Press picture by MARIA LOUCEIRO (10)

Interview: Johannes Persson (Cult of Luna)

Press picture by MARIA LOUCEIRO (10)

Cult of Luna are on the march. After taking a five year break following the release of Eternal Kingdom in 2008 the Swedish post metal collective have been more productive than ever, releasing two full lengths, a b-sides collection, and most recently Years In A Day, a live album that documents their tour celebrating the 10th anniversary of Somewhere Along The Highway. Not the type to rest on their laurels, the band will hit the road this summer to perform with Julie Christmas in support of last year’s Mariner. If that wasn’t enough, they’ve already started working on their next album. It’s clear that Cult of Luna have hit a stride in the second act of their career, an incredible feat for a band that put out their first record in 2001. We spoke to guitarist and vocalist Johannes Persson about their constantly improving live performances and Somewhere Along The Highway’s legacy.

Why did you decide to do a live album?

Well, honestly, like most of these kind of special things that we do, there’s always somebody else that suggested it for us. But I thought that would just be a good idea. The live album that came out now is together with a live DVD and it was the DVD thing that spawned the whole thing. Our live guy and the manager, Alexis, thought that it would be a good idea. Since we did that 10-year anniversary tour with for Somewhere Along the Highway. We did a two-hour set. I thought, you know, if it was going to happen, it might as well be done, since we were kind of going back to our back catalog that we usually didn’t do, or play songs that we usually don’t. I mean, why not?

I thought we have stepped up a couple of levels at least since…well, I think we’ve constantly improved with the live shows during the last five, six years. The only live show that we did release was back in 2009. It wasn’t really representative of the band anymore. And Alexis knew some great guys to work with in Paris, so yeah, why not? Then this live DVD project grew. And we had a couple of good, well-recorded live shows from Roadburn too, so we might as well just get everything in one package. That’s the boring and the exciting story there.

+++

What you are asked to do:
Set down the part of the Cult of Luna interview starting with "Cult of Luna are" and going on through "The Highway’s legacy.", word for word.

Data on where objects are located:
+++

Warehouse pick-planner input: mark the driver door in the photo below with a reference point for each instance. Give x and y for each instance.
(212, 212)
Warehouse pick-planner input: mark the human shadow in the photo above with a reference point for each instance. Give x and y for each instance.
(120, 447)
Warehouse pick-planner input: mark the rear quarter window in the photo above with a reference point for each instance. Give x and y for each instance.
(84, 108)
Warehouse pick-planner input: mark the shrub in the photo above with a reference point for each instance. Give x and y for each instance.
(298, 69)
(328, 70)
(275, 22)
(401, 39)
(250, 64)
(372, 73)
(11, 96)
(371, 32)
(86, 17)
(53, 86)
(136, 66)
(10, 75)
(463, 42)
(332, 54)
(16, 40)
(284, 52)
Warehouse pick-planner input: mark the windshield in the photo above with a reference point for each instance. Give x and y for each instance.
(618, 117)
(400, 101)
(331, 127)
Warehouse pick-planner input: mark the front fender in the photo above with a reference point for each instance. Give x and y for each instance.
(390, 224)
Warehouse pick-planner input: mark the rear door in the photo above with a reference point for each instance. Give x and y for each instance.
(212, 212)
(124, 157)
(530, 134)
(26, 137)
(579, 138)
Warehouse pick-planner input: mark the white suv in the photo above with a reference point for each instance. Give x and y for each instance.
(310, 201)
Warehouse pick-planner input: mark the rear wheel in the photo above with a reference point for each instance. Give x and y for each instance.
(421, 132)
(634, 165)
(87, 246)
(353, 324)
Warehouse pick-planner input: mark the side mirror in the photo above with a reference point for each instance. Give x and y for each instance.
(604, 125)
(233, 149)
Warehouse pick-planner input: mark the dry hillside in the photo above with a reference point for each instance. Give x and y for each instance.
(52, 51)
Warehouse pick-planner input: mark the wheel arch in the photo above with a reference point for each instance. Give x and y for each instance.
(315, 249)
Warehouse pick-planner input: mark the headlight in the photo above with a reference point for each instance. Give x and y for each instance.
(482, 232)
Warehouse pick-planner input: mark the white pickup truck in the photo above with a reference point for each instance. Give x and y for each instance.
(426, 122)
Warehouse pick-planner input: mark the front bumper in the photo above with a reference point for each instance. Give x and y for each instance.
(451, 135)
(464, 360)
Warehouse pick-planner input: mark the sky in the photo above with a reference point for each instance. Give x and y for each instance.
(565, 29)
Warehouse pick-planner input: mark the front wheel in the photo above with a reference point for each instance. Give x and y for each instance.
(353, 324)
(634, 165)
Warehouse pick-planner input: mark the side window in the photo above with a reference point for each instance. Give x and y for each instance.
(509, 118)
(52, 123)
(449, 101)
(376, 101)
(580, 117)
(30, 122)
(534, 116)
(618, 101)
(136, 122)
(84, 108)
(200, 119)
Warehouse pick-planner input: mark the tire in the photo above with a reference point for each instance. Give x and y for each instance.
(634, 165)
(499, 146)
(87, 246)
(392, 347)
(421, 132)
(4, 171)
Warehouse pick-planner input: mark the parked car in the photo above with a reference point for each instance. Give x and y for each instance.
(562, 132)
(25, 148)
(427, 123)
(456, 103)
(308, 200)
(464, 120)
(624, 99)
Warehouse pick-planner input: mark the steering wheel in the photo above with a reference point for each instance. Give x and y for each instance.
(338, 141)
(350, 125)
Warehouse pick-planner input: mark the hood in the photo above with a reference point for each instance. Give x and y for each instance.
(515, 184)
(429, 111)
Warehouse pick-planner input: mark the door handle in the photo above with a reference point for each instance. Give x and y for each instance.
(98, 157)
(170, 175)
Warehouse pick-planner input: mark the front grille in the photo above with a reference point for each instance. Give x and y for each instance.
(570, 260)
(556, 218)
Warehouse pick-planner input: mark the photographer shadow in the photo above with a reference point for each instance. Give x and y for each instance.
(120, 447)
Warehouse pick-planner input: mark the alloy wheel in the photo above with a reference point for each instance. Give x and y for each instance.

+++

Final answer:
Cult of Luna are on the march. After taking a five year break following the release of Eternal Kingdom in 2008 the Swedish post metal collective have been more productive than ever, releasing two full lengths, a b-sides collection, and most recently Years In A Day, a live album that documents their tour celebrating the 10th anniversary of Somewhere Along The Highway. Not the type to rest on their laurels, the band will hit the road this summer to perform with Julie Christmas in support of last year’s Mariner. If that wasn’t enough, they’ve already started working on their next album. It’s clear that Cult of Luna have hit a stride in the second act of their career, an incredible feat for a band that put out their first record in 2001. We spoke to guitarist and vocalist Johannes Persson about their constantly improving live performances and Somewhere Along The Highway’s legacy.